**RECORDS SHOWN**

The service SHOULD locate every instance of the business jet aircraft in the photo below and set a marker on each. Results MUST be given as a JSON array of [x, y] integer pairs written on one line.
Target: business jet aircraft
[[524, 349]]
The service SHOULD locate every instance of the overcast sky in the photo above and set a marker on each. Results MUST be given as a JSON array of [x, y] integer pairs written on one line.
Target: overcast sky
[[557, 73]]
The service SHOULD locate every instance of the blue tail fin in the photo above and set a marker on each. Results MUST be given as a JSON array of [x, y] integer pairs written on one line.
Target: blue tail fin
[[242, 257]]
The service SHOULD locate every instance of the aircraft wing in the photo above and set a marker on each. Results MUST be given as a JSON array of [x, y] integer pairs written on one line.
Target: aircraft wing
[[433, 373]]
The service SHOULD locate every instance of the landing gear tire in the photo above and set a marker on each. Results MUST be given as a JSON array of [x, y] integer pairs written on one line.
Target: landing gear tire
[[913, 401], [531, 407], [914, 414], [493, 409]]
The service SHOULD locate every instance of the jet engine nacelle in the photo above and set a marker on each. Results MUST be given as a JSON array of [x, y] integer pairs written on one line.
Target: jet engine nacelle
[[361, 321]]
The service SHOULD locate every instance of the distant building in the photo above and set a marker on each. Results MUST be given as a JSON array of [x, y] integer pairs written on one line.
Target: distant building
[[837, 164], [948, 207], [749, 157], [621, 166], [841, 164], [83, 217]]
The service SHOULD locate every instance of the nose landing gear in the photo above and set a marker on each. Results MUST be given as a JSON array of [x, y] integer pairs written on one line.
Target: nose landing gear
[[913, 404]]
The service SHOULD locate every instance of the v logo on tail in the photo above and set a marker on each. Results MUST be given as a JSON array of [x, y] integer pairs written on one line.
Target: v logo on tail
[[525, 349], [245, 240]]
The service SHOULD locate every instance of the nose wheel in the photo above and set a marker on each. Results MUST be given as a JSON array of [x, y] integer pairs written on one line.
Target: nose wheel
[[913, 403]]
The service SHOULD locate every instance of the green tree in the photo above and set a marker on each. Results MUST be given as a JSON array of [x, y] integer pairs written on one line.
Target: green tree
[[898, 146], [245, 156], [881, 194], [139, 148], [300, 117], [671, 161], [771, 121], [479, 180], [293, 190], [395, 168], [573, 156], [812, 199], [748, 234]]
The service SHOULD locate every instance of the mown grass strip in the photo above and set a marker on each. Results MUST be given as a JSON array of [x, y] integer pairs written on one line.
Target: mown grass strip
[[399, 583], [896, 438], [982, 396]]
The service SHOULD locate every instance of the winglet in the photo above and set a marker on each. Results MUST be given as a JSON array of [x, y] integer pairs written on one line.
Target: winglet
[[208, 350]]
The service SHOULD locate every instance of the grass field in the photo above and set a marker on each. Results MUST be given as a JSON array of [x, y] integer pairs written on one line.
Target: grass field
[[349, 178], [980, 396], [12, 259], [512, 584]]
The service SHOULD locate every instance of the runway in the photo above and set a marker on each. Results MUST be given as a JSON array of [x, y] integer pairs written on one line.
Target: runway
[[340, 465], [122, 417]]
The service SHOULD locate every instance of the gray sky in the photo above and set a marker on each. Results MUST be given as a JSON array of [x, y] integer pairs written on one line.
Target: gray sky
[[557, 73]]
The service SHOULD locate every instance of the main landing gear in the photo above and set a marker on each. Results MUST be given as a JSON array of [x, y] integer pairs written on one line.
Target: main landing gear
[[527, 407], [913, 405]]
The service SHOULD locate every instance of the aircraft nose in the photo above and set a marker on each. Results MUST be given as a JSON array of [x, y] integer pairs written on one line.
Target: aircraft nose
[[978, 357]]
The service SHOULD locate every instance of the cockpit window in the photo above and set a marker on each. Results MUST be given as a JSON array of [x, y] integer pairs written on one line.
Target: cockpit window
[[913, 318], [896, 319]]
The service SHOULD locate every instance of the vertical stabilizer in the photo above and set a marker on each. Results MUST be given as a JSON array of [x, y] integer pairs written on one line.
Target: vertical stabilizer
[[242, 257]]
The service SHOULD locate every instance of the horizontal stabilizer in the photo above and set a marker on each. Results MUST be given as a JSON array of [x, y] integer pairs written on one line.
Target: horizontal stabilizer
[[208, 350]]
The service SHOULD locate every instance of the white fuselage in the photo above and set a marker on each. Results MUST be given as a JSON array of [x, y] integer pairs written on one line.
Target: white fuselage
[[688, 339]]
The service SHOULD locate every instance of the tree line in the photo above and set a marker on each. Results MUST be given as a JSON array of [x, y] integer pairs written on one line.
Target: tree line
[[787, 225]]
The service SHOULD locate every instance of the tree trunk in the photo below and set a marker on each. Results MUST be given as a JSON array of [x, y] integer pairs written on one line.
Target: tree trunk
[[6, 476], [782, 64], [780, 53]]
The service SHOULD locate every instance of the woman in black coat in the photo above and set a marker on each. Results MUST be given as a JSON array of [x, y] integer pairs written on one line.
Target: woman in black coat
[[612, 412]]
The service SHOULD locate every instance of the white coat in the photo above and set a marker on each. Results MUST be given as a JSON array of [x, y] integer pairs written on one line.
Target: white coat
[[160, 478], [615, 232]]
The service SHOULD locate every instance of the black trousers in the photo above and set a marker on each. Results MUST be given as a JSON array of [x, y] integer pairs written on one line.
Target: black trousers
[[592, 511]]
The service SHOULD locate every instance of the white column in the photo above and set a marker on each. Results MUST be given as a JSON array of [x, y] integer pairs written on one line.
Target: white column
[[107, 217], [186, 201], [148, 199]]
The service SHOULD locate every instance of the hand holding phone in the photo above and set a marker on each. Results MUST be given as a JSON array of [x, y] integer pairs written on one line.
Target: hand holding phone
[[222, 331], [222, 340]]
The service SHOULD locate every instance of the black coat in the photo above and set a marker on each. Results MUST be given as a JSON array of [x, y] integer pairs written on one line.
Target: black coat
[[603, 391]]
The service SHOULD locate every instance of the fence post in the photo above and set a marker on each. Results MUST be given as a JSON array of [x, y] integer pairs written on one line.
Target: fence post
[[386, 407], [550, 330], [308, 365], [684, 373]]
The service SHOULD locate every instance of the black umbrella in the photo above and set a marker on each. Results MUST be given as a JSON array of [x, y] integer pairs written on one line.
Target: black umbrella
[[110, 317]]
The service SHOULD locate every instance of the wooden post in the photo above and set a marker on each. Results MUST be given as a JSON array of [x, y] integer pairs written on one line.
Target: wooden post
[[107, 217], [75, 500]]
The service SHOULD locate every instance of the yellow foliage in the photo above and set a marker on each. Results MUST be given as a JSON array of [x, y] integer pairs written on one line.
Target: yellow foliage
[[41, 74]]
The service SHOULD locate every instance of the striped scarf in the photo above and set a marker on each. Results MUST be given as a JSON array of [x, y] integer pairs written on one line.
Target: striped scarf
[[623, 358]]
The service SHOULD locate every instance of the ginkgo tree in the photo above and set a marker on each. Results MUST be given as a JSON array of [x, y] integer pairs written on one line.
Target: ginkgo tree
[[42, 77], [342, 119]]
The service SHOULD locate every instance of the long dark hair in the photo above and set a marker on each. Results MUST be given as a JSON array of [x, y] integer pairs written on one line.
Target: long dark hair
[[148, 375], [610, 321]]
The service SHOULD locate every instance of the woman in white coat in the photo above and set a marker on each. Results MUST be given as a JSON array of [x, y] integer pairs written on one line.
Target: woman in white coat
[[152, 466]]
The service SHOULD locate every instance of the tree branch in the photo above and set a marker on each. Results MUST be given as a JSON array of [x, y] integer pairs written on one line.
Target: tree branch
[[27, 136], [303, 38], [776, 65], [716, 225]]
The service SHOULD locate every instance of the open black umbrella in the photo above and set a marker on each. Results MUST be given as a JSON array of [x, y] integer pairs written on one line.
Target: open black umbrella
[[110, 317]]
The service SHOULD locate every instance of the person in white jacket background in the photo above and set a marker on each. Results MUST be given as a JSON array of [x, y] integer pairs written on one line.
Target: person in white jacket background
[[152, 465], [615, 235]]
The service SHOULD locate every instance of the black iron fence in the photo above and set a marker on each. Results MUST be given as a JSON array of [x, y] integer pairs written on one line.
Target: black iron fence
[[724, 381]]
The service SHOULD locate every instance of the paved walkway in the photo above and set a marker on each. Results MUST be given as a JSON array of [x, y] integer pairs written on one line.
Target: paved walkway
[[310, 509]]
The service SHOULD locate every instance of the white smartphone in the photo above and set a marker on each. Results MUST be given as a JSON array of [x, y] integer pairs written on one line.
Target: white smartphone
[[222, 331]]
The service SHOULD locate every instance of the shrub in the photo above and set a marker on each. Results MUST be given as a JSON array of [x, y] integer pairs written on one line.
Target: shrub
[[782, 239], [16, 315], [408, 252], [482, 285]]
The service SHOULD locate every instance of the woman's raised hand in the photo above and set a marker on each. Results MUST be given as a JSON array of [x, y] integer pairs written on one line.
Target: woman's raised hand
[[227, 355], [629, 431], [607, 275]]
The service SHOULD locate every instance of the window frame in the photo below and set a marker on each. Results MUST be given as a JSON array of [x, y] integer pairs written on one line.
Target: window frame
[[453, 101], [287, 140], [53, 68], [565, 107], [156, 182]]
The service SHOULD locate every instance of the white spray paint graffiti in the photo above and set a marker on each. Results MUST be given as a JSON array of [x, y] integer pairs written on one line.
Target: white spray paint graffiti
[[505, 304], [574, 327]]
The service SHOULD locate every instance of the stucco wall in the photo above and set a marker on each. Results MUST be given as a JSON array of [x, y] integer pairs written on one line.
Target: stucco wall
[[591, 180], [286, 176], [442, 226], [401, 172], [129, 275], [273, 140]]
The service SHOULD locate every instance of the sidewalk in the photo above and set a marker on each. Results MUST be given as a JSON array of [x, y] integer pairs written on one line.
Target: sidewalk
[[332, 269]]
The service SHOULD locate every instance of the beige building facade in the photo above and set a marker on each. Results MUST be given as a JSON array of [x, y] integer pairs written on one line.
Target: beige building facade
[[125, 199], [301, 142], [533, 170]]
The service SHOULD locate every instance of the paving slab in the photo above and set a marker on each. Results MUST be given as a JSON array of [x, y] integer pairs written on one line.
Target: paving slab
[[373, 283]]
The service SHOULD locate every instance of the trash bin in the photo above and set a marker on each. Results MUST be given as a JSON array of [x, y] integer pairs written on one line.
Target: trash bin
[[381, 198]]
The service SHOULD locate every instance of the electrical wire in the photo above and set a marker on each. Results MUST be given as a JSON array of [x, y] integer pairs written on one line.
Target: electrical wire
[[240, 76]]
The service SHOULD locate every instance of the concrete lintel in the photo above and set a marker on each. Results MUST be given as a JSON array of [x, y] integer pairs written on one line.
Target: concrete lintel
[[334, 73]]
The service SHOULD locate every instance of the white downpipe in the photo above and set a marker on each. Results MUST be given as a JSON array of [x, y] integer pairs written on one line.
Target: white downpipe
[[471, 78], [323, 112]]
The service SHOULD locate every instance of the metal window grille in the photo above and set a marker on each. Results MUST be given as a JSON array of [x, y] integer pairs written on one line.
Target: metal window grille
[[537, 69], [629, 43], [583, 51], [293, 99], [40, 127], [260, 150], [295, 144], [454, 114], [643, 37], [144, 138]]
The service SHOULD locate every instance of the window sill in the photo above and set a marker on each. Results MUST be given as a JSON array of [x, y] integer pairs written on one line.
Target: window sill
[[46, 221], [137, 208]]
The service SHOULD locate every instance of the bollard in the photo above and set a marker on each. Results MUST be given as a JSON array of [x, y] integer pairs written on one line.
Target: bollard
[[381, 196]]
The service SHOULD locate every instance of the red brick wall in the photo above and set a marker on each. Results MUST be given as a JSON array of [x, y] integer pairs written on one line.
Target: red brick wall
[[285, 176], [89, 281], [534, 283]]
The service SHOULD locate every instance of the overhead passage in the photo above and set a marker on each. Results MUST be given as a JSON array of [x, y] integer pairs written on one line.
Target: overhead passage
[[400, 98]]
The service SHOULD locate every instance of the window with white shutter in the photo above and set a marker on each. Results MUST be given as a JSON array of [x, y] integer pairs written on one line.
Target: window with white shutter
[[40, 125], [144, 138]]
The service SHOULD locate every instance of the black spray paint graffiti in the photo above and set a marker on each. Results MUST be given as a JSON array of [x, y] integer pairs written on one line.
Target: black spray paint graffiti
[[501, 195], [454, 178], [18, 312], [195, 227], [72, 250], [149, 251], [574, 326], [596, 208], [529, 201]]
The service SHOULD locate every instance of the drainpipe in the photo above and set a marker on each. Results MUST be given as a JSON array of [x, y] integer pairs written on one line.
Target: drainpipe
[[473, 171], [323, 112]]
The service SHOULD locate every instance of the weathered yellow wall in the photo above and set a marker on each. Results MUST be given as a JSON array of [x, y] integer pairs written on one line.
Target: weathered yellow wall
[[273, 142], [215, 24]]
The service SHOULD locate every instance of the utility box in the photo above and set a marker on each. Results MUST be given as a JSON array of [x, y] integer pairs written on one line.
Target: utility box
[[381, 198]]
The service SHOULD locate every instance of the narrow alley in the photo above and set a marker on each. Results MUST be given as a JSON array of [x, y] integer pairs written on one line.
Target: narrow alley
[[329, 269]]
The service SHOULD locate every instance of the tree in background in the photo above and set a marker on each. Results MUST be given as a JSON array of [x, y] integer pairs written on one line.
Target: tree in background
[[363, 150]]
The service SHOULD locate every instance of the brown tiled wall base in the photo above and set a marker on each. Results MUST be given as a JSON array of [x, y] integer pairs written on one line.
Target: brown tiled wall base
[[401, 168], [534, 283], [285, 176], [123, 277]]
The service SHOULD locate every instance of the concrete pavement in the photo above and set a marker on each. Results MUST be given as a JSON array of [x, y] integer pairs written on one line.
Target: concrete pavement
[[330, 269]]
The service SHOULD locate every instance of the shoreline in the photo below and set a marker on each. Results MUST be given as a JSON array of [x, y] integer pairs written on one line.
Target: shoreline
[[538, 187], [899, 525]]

**YOUR OBJECTIVE**
Repeat, without changes, every line from the one that contains "The service SHOULD locate every instance of the narrow" through the final line of the data.

**THE RESPONSE**
The service SHOULD locate every instance of the narrow alley in the photo above and set a marker on each. Results MUST be given as a JSON array of [x, y] integer pairs written on one line.
Target: narrow alley
[[329, 269]]
The service SHOULD locate every instance of the tree in background in the photo above and set a marker on each. Results MUST be given as a JSON array of [x, y] integer pairs written on one line.
Target: tree in background
[[363, 150]]
The service SHOULD locate every instance of the brown tiled wall base in the photo above and set a marker on each. Results MUST be given as a JSON array of [x, y] integer pairs written on one line.
Target: brown tiled wall base
[[401, 168], [534, 283], [285, 176], [123, 277]]
The service SHOULD locate every instance of the concrete pavement in the photo above and set a marker on each. Results MUST be given as a JSON array of [x, y] integer pairs written on one line.
Target: concrete pavement
[[330, 269]]
The service SHOULD locate every instance of the shoreline in the photo below and set a marker on each. Results MUST be given as a JSON array of [x, y] integer pairs written on one line.
Target: shoreline
[[538, 187], [899, 525]]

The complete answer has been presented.